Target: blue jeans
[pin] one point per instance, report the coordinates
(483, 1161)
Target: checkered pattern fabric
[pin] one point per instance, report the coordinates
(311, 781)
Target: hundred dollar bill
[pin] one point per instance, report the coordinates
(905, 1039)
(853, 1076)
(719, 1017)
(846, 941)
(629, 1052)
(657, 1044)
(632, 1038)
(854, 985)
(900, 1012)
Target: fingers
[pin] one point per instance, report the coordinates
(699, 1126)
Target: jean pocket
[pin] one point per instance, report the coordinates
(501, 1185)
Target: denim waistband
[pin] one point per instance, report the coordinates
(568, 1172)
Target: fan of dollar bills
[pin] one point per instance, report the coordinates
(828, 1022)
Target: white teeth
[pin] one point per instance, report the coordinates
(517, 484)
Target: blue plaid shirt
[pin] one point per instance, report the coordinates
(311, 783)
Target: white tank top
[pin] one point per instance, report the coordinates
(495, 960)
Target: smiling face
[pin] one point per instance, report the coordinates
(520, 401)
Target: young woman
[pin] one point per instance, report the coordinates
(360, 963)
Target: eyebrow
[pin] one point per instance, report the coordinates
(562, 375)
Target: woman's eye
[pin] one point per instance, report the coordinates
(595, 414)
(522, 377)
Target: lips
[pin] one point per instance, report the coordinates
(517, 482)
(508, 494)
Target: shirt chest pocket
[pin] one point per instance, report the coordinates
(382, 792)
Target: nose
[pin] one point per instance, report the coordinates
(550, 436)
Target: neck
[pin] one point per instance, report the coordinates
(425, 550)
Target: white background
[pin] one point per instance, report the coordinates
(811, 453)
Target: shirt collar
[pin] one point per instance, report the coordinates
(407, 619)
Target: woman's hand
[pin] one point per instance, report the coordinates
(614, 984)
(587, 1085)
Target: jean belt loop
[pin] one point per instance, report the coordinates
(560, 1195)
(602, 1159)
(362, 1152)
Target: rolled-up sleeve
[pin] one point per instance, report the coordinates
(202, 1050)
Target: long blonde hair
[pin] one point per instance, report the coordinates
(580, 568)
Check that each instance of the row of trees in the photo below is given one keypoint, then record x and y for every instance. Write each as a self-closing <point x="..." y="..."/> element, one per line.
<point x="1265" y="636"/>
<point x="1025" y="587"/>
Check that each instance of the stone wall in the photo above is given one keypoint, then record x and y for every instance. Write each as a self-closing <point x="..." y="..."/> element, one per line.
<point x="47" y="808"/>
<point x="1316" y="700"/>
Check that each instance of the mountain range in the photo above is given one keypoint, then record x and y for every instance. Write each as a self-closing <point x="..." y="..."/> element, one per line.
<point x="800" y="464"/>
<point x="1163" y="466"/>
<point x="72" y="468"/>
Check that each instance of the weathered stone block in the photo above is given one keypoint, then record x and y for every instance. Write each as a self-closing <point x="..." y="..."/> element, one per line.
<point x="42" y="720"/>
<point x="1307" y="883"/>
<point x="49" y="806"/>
- - - - - - -
» **TASK STATEMENT**: Convert the listing above into a Markdown table with the columns Row and Line, numbering each line in order and leaving out any blank lines.

» **TASK RESPONSE**:
| Row | Line |
|---|---|
| 1 | Target: blue jeans |
| 2 | [pin] one point per instance, report the coordinates |
| 3 | (483, 1161) |
| 4 | Target: checkered pattern fabric |
| 5 | [pin] one point per instance, report the coordinates |
| 6 | (311, 781) |
| 7 | Target: hundred dollar bill |
| 8 | [pin] one point per instance, report the coordinates |
| 9 | (905, 1039) |
| 10 | (853, 1076) |
| 11 | (719, 1017) |
| 12 | (846, 941) |
| 13 | (629, 1052) |
| 14 | (657, 1044) |
| 15 | (632, 1038) |
| 16 | (854, 985) |
| 17 | (900, 1012) |
| 18 | Target: fingers |
| 19 | [pin] one point per instance, report the coordinates |
| 20 | (699, 1126) |
| 21 | Target: jean pocket |
| 22 | [pin] one point per instance, report the coordinates |
| 23 | (501, 1185) |
| 24 | Target: denim waistband |
| 25 | [pin] one point per instance, report the coordinates |
| 26 | (568, 1172) |
| 27 | Target: fan of dollar bills |
| 28 | [pin] one point per instance, report the coordinates |
| 29 | (828, 1022) |
| 30 | Target: white teeth |
| 31 | [pin] one point per instance, report the coordinates |
| 32 | (517, 484) |
| 33 | Target: blue plaid shirt |
| 34 | [pin] one point per instance, report the coordinates |
| 35 | (311, 783) |
| 36 | Target: white tank top |
| 37 | [pin] one point per instance, report the coordinates |
| 38 | (495, 960) |
| 39 | Target: smiling face |
| 40 | [pin] one point per instance, report the coordinates |
| 41 | (520, 401) |
| 42 | Target: young woman |
| 43 | [pin] one point per instance, report the coordinates |
| 44 | (360, 963) |
| 45 | Target: eyebrow |
| 46 | [pin] one point per instance, report the coordinates |
| 47 | (562, 375) |
| 48 | Target: woman's eye |
| 49 | [pin] one point per instance, report the coordinates |
| 50 | (595, 414) |
| 51 | (522, 377) |
| 52 | Target: lips |
| 53 | [pin] one point per instance, report the coordinates |
| 54 | (517, 482) |
| 55 | (508, 494) |
| 56 | Target: shirt chest pocket |
| 57 | [pin] one point per instance, report the coordinates |
| 58 | (382, 792) |
| 59 | Target: nose |
| 60 | [pin] one point per instance, report the coordinates |
| 61 | (550, 436) |
| 62 | Target: neck |
| 63 | [pin] one point per instance, report the coordinates |
| 64 | (425, 550) |
| 65 | Target: white background |
| 66 | [pin] one point per instance, report the coordinates |
| 67 | (811, 453) |
| 68 | Target: shirt collar |
| 69 | [pin] one point per instance, report the coordinates |
| 70 | (407, 619) |
| 71 | Target: woman's hand |
| 72 | [pin] one point per instance, report the coordinates |
| 73 | (614, 984) |
| 74 | (587, 1085) |
| 75 | Target: jean belt loop |
| 76 | [pin] one point per instance, report the coordinates |
| 77 | (560, 1195) |
| 78 | (602, 1159) |
| 79 | (362, 1152) |
| 80 | Target: rolled-up sleeve |
| 81 | [pin] one point per instance, report the coordinates |
| 82 | (202, 1050) |
| 83 | Target: long blonde hair |
| 84 | [pin] one point per instance, report the coordinates |
| 85 | (580, 568) |
| 86 | Check that each instance of the row of trees in the photo below is given one keypoint, then record x and y for every instance. Write each as a self-closing <point x="..." y="..."/> element, one per line. |
| 87 | <point x="1265" y="636"/> |
| 88 | <point x="1025" y="587"/> |
| 89 | Check that each instance of the stone wall in the photo above is given one keypoint, then record x and y for every instance. Write each as a self-closing <point x="..." y="..."/> element, one per line. |
| 90 | <point x="47" y="808"/> |
| 91 | <point x="1316" y="700"/> |
| 92 | Check that each instance of the mountain range in the photo above is given one keypoint, then record x and y for every instance. Write each as a self-closing <point x="..." y="..."/> element, one per line. |
| 93 | <point x="800" y="464"/> |
| 94 | <point x="1163" y="466"/> |
| 95 | <point x="72" y="468"/> |
| 96 | Check that each instance of the weathered stone block in the photo above is given one keypoint, then record x and y for every instance. Write each as a self-closing <point x="..." y="..."/> element, one per line. |
| 97 | <point x="42" y="720"/> |
| 98 | <point x="1307" y="883"/> |
| 99 | <point x="49" y="806"/> |